=== Selected excerpt ===

Title: Trace gas fluxes from a northern mixed-grass prairie interseeded with alfalfa

item INGRAM, L - University Of Sydney
item SCHUMAN, GERALD - Retired ARS Employee
item Parkin, Timothy
item Mortenson, Matthew

Submitted to: Plant and Soil
Publication Type: Peer Reviewed Journal
Publication Acceptance Date: 4/9/2014
Publication Date: 9/18/2014
Publication URL:
Citation: Ingram, L.J., Schuman, G., Parkin, T.B., Mortenson, M.C. 2014. Trace gas fluxes from a northern mixed-grass prairie interseeded with alfalfa. Plant and Soil. 386:285-301.

Interpretive Summary: Grazing cattle is the predominant agricultural use of the grasslands that make up much of the Northern Great Plains. While they are crucial grazing areas, due to low rainfall, low soil fertility and severe climatic conditions, vegetation production and associated quality is often low, limiting livestock production. While we can’t change the weather, we do have the ability to improve soil fertility by planting legumes. Legumes, by combining with microbes called rhizobium, have the ability to remove nitrogen gas from the air and convert it to a form of nitrogen that legumes can use. Over time as legumes die and decompose, this nitrogen improves the overall soil fertility. However while improving the soil fertility is good for ranchers in that they are able to increase the productivity and forage quality of their rangelands there is concern that this increase in soil nitrogen may result in greater amounts of the gas of nitrous oxide being produced. This gas, which, along with carbon dioxide and methane, are the three most important greenhouse gases that are believed to be responsible for causing climate change. The aim of this study was to determine if the increase in soil nitrogen that occurs in these grasslands over time after a legume was seeded into them, results in an increase in nitrous oxide and methane being produced. In addition we measured these same greenhouse gases in native grasslands and also native grasslands that had a nitrogen fertilizer added to them. We found that there were generally no differences in the amount of nitrous oxide released between the three different treatments (native, legume and fertilized rangeland). We also found that prairies which had a legume interseed into them generally took up methane to a much greater extent than either native grasslands or fertilized grasslands. Overall it would appear that seeding a legume into a prairie grassland is a win-win situation. Not only does it improve soil fertility and increase the overall production and forage quality and thus livestock production but also there is no increase in the amount of greenhouse gases released from these grasslands.

===

Name the three gases that the prairie trace gas summary calls the most important greenhouse gases.

=== Listing ===

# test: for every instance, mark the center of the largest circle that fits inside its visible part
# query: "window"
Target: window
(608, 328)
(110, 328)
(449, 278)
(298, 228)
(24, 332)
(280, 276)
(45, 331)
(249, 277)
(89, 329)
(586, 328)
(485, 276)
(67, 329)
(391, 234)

===

## Solution to this exercise
Nitrous oxide, carbon dioxide and methane.